*** Opening of Data to process ***

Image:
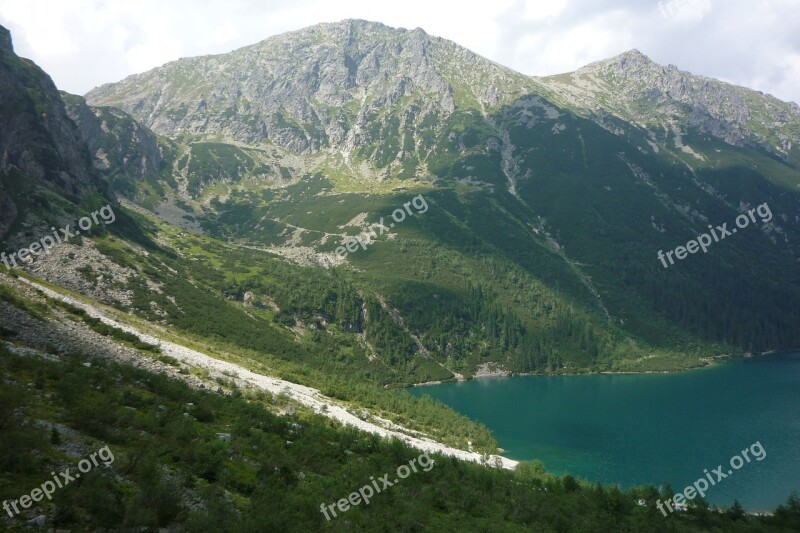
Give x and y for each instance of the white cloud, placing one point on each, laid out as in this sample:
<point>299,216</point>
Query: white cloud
<point>83,43</point>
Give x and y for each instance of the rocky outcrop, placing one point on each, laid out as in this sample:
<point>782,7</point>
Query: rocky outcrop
<point>348,86</point>
<point>122,148</point>
<point>634,88</point>
<point>39,145</point>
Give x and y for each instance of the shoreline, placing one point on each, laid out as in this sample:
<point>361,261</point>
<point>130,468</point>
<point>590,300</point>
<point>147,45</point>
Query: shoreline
<point>491,370</point>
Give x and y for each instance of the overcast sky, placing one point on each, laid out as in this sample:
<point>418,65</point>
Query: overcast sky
<point>756,43</point>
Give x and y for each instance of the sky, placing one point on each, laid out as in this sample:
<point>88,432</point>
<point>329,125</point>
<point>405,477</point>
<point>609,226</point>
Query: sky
<point>755,43</point>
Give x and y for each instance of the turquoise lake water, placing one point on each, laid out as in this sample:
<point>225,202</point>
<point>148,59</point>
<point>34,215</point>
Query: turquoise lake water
<point>650,428</point>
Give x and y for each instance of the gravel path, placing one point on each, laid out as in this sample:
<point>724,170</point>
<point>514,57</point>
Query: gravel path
<point>307,396</point>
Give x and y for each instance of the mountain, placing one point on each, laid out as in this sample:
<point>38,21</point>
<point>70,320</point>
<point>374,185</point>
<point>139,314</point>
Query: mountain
<point>210,344</point>
<point>551,196</point>
<point>635,89</point>
<point>45,170</point>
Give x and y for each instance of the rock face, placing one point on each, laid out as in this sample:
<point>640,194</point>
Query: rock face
<point>122,148</point>
<point>346,85</point>
<point>39,144</point>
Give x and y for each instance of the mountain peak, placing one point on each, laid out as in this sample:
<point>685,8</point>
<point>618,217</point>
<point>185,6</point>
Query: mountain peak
<point>632,60</point>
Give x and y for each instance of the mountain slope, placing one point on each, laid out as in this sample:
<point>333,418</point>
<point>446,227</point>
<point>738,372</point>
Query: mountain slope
<point>45,170</point>
<point>572,183</point>
<point>634,88</point>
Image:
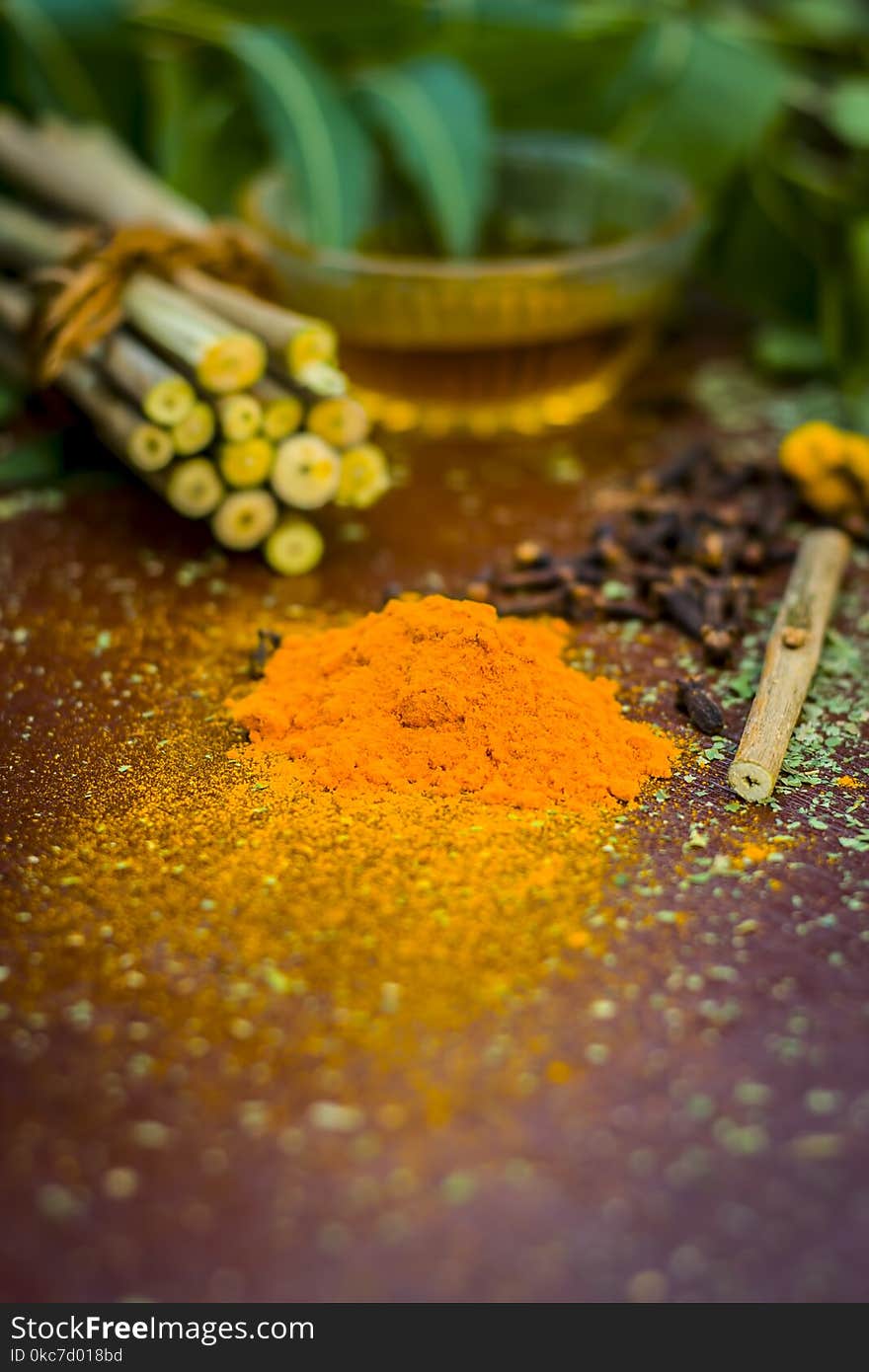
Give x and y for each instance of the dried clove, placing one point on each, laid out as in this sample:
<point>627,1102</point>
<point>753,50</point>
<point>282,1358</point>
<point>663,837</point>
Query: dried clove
<point>267,645</point>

*** Close of Data to process ***

Your assignment: Among the records, find each line where the word "this" occurs, and copy it.

Result of the task:
Give x and y for each instance of the white cloud, placing one point on each, laid out as in this sample:
Give x and y for each instance of the rocky outcrop, placing one point on each, laid out as in this sample:
Give x and y for each instance of the shoreline, placing one point on each, laid out as in this sample:
Give x and y for each instance of the overcast sky, placing one point on each, laid out as in this sample:
Give x and y for each instance of the sky, placing one point on each, laid out as in this sample:
Give x and y for each instance of the turquoise lake water, placing one point on each, laid out as in this sample:
Give x and y for each instance of the gravel path, placing one point on each, laid out as in this sample:
Give x and y for each instance of the mountain, placing one point on each, laid out as in this sample:
Give x and y for each instance of the rock face, placing one point on each, laid out as in this sample:
Give x and y for each instance of the mountain peak, placing one point on each, laid out as in this sample:
Give x and y for each instance of the mountain slope, placing one point on each, laid out as in this sample:
Give x and y for each instance of the dried clove, placing one point on each, laid out as in this sample:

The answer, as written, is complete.